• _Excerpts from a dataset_

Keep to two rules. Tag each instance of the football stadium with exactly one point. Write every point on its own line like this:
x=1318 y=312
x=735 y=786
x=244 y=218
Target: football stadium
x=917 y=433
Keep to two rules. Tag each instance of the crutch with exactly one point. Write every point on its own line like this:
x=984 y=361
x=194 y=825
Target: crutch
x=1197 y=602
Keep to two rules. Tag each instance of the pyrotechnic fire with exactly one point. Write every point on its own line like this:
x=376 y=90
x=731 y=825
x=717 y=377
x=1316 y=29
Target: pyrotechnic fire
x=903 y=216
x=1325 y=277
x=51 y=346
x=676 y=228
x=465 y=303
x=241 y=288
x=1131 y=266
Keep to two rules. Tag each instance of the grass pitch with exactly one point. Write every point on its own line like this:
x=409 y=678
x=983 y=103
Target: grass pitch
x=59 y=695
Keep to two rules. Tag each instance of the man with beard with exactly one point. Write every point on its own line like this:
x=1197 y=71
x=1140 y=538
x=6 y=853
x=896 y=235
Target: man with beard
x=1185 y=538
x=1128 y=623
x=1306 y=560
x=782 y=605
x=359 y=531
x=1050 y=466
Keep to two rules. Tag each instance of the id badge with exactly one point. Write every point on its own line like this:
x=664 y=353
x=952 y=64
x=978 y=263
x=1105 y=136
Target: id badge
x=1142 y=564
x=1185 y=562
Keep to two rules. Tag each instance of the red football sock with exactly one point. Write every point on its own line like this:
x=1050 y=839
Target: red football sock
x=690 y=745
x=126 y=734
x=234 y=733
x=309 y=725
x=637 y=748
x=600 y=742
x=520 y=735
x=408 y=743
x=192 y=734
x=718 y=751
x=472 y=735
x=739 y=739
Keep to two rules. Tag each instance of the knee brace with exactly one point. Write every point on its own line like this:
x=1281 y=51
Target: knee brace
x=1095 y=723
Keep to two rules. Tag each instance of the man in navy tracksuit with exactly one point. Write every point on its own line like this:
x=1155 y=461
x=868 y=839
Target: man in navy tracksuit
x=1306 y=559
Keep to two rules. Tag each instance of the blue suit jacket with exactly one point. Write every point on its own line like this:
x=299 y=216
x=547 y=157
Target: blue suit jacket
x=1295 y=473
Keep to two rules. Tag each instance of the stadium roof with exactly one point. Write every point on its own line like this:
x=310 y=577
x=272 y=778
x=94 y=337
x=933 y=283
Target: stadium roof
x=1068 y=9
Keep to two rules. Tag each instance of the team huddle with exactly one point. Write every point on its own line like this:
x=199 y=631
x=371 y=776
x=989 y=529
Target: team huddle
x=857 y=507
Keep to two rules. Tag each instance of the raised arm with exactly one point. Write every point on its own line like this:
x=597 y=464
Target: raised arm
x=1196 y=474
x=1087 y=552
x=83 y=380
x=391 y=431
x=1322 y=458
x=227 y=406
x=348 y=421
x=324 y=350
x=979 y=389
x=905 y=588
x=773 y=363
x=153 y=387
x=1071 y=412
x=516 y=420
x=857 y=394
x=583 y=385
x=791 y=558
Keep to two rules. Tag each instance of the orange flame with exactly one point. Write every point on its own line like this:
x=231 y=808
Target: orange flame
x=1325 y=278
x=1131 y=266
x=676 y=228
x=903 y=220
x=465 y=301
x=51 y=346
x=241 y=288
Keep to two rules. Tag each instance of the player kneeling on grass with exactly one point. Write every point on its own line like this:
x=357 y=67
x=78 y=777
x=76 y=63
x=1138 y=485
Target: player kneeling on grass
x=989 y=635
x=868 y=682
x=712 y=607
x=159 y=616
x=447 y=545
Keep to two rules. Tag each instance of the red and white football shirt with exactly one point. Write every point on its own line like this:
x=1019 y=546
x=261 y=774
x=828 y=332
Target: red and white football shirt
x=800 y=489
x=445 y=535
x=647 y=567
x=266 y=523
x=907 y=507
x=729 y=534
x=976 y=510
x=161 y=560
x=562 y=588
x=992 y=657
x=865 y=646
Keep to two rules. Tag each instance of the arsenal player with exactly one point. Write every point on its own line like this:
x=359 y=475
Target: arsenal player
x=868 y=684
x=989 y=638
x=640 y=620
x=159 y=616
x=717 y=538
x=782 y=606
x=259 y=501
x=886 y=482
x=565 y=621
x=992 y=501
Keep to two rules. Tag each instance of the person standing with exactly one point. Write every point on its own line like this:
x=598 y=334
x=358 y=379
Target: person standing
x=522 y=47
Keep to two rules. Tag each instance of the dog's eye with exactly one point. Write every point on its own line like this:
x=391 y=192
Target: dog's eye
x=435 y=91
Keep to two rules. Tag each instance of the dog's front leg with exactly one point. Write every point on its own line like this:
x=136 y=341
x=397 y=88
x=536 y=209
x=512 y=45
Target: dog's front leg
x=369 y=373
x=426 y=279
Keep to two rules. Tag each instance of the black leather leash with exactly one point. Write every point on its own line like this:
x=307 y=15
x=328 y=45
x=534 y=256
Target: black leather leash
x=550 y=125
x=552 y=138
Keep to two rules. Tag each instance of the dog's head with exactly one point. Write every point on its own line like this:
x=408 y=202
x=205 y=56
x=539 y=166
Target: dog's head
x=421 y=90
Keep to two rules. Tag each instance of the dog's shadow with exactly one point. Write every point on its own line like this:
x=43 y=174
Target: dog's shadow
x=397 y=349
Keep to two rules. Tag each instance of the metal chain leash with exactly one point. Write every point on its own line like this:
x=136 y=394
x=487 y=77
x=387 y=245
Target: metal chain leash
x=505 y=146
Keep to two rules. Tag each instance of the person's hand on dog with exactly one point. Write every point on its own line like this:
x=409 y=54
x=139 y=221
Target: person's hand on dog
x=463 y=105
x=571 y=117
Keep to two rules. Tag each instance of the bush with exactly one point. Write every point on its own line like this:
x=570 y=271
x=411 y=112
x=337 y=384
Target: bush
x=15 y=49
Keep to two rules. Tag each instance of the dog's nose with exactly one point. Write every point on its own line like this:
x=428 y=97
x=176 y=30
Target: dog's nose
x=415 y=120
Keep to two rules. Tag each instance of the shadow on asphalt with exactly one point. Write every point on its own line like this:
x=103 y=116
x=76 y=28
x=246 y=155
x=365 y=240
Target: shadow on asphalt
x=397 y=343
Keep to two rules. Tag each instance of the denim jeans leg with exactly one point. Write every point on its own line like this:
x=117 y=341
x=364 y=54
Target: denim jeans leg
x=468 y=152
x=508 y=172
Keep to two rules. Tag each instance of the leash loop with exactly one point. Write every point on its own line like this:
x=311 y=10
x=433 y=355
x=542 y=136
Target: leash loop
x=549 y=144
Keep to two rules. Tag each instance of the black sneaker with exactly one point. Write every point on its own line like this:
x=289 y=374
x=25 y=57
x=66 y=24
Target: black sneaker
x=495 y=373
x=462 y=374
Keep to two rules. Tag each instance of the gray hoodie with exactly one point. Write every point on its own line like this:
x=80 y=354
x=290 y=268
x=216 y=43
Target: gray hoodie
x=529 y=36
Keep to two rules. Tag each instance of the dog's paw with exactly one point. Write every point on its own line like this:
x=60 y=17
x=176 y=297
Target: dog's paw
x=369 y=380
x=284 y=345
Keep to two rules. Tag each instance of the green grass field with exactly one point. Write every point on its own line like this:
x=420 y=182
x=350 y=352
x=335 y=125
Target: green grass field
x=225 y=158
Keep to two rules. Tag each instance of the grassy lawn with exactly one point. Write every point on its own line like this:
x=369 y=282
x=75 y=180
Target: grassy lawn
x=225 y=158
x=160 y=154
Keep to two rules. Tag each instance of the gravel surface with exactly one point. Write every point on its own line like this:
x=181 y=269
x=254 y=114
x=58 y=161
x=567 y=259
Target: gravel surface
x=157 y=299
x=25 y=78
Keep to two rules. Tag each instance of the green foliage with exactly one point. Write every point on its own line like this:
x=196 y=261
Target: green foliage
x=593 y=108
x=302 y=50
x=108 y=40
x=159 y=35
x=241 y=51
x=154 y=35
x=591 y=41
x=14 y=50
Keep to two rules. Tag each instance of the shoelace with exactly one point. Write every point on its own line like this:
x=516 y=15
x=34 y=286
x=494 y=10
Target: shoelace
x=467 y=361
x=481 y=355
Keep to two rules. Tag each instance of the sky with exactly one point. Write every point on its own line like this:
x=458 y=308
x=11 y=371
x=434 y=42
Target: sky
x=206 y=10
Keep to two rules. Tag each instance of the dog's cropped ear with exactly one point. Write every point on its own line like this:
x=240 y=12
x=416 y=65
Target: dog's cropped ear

• _AIM OF THE EXERCISE_
Beginning of the records through the line with "x=896 y=235": return that span exactly and stop there.

• _EXPECTED ANSWER_
Keep to two rules. Tag each instance of the football stadium with exactly one point. Write every point on its own line like this:
x=1318 y=312
x=735 y=786
x=244 y=218
Target: football stadium
x=917 y=433
Keep to two rules. Tag each instance of the crutch with exactly one point. Write every point on its own line like this:
x=984 y=361
x=194 y=825
Target: crutch
x=1197 y=602
Keep to two rules. Tag each instance of the pyrotechnic fire with exactly one point. Write every point on its own line like this:
x=376 y=90
x=731 y=825
x=717 y=377
x=1316 y=29
Target: pyrotechnic fire
x=903 y=216
x=1325 y=277
x=51 y=346
x=676 y=228
x=465 y=303
x=241 y=288
x=1131 y=266
Keep to two rules. Tag each instance of the grass pitch with exactly one point. Write every point on its own line like this:
x=409 y=678
x=983 y=103
Target: grass pitch
x=59 y=695
Keep to two rules. Tag each instance of the man with beard with exactly one point. Write every point on its own line like this:
x=1197 y=71
x=1140 y=538
x=6 y=853
x=896 y=235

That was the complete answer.